<<<<
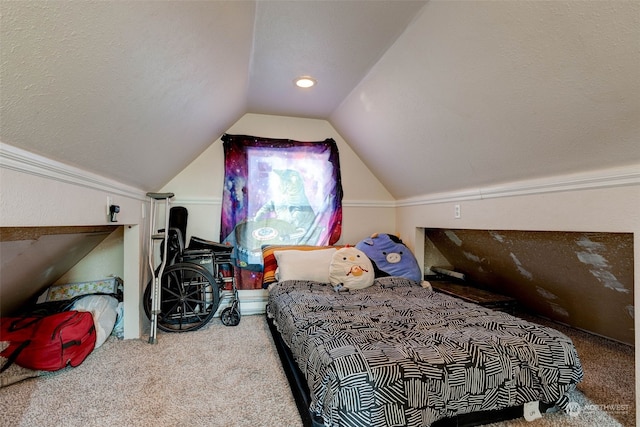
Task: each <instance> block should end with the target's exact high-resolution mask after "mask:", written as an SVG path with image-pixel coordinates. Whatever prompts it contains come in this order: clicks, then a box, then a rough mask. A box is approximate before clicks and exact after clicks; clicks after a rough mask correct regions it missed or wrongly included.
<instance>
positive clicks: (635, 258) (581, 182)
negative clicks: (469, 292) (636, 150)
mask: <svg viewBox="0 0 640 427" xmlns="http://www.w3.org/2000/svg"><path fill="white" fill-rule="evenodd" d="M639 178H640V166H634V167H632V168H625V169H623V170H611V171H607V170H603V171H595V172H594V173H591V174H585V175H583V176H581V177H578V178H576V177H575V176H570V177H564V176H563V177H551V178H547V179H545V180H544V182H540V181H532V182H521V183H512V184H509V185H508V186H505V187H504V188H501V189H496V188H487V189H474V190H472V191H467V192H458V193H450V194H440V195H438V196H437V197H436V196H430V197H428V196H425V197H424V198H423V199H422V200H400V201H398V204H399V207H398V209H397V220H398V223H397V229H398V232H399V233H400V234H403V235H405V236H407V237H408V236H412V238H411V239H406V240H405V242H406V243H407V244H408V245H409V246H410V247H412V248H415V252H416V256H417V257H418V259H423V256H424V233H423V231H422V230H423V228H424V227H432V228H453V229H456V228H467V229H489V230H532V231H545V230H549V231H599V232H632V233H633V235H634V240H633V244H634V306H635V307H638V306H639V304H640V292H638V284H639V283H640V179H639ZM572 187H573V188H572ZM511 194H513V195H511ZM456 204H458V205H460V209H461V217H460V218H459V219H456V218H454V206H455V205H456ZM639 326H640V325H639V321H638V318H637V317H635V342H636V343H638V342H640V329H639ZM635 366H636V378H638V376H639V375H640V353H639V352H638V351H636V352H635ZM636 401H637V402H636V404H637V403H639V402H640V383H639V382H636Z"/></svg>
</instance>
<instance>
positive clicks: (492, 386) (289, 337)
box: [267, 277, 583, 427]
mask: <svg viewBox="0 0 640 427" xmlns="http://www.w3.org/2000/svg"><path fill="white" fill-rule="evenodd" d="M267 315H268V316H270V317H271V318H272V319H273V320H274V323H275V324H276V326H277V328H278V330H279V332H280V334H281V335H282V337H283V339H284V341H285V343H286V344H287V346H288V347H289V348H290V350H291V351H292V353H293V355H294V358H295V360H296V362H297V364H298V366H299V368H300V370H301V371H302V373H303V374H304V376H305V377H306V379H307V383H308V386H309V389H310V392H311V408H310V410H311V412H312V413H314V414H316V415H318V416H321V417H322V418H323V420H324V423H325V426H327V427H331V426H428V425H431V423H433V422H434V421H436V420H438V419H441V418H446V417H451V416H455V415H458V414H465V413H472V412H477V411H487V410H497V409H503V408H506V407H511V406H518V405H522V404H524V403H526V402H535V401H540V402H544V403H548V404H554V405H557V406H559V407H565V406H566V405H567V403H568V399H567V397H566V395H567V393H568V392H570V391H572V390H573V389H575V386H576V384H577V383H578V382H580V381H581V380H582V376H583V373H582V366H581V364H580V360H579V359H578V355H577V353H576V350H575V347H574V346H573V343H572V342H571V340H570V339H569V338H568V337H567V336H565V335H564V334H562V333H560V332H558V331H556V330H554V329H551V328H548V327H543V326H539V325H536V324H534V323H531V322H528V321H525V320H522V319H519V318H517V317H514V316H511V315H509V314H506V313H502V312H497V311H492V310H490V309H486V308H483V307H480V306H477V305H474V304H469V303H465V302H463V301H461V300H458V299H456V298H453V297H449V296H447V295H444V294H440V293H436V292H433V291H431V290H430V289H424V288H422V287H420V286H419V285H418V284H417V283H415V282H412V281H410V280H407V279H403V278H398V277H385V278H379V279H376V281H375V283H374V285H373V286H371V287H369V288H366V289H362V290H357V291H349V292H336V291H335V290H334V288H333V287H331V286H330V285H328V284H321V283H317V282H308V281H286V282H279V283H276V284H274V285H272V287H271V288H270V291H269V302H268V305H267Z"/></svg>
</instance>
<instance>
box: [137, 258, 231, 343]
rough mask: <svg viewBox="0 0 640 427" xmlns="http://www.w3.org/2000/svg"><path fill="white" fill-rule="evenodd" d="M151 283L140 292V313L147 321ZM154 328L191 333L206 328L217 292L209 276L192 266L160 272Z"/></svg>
>>>>
# What is required
Without the pictures, print all of the records exactly.

# Response to this exercise
Task: each <instance> block should end with the target's exact high-resolution mask after "mask:", written as an SVG path with image-pixel coordinates. Whatever prompts it contains come in this order: clicks, then a box, then a rough mask. A box is approximate before clicks and exact after clicks; clicks after a rough mask correct regions it missed or wrongly included.
<instance>
positive clicks: (635, 258) (581, 182)
negative clicks: (469, 292) (636, 150)
mask: <svg viewBox="0 0 640 427" xmlns="http://www.w3.org/2000/svg"><path fill="white" fill-rule="evenodd" d="M639 178H640V166H634V167H632V168H625V169H623V170H611V171H607V170H603V171H595V172H594V173H591V174H585V175H583V176H581V177H578V178H576V177H575V176H570V177H564V176H563V177H551V178H547V179H545V180H544V182H540V181H532V182H521V183H512V184H509V185H508V186H505V187H504V188H501V189H496V188H487V189H474V190H472V191H467V192H458V193H450V194H440V195H438V196H437V197H436V196H430V197H428V196H425V197H424V198H423V199H422V200H400V201H398V204H399V207H398V209H397V220H398V223H397V229H398V232H399V233H400V234H403V235H405V236H407V237H408V236H412V238H411V239H406V240H405V242H406V243H407V244H408V245H409V246H410V247H412V248H415V252H416V256H417V257H418V259H423V256H424V233H423V231H422V230H423V228H424V227H432V228H453V229H456V228H467V229H489V230H532V231H545V230H549V231H599V232H632V233H633V235H634V240H633V244H634V306H635V307H638V306H639V304H640V292H638V284H639V283H640V179H639ZM572 187H573V188H572ZM511 194H513V195H511ZM456 204H458V205H460V209H461V217H460V218H459V219H456V218H454V206H455V205H456ZM639 326H640V325H639V321H638V318H637V317H635V342H636V343H638V342H640V329H639ZM635 366H636V378H638V376H639V375H640V353H639V352H638V351H636V352H635ZM636 401H637V402H636V404H637V403H639V402H640V383H639V382H636Z"/></svg>
</instance>
<instance>
positive clicks: (492, 386) (289, 337)
box: [267, 277, 583, 427]
mask: <svg viewBox="0 0 640 427" xmlns="http://www.w3.org/2000/svg"><path fill="white" fill-rule="evenodd" d="M267 315H268V316H270V317H271V318H272V319H273V320H274V323H275V324H276V326H277V328H278V330H279V332H280V334H281V335H282V337H283V339H284V341H285V343H286V344H287V346H288V347H289V348H290V350H291V351H292V353H293V355H294V358H295V360H296V362H297V364H298V366H299V368H300V370H301V371H302V373H303V374H304V376H305V377H306V379H307V383H308V386H309V389H310V392H311V408H310V410H311V412H312V413H314V414H316V415H318V416H321V417H322V418H323V420H324V423H325V426H327V427H331V426H428V425H431V423H433V422H434V421H436V420H438V419H441V418H446V417H451V416H455V415H458V414H465V413H472V412H477V411H487V410H497V409H503V408H506V407H511V406H518V405H522V404H524V403H526V402H535V401H540V402H544V403H548V404H554V405H557V406H559V407H565V406H566V405H567V403H568V399H567V397H566V395H567V393H568V392H570V391H572V390H573V389H575V386H576V384H577V383H578V382H580V381H581V380H582V376H583V373H582V366H581V364H580V360H579V359H578V355H577V353H576V350H575V347H574V346H573V343H572V342H571V340H570V339H569V338H568V337H567V336H565V335H564V334H562V333H560V332H558V331H556V330H554V329H551V328H548V327H543V326H539V325H536V324H534V323H531V322H528V321H525V320H522V319H519V318H517V317H514V316H511V315H509V314H506V313H502V312H497V311H492V310H490V309H486V308H483V307H480V306H477V305H474V304H469V303H465V302H463V301H461V300H458V299H456V298H453V297H449V296H447V295H444V294H440V293H436V292H433V291H431V290H430V289H424V288H422V287H420V286H419V285H418V284H417V283H415V282H412V281H410V280H407V279H403V278H398V277H385V278H379V279H376V281H375V283H374V285H373V286H371V287H369V288H366V289H362V290H357V291H349V292H336V291H335V290H334V288H333V287H331V286H330V285H328V284H321V283H317V282H308V281H286V282H279V283H276V284H274V285H272V287H271V288H270V291H269V302H268V305H267Z"/></svg>
</instance>
<instance>
box: [137, 258, 231, 343]
rough mask: <svg viewBox="0 0 640 427" xmlns="http://www.w3.org/2000/svg"><path fill="white" fill-rule="evenodd" d="M151 283L140 292V313L147 321ZM154 328L191 333L206 328L217 292L209 276L192 266L160 272Z"/></svg>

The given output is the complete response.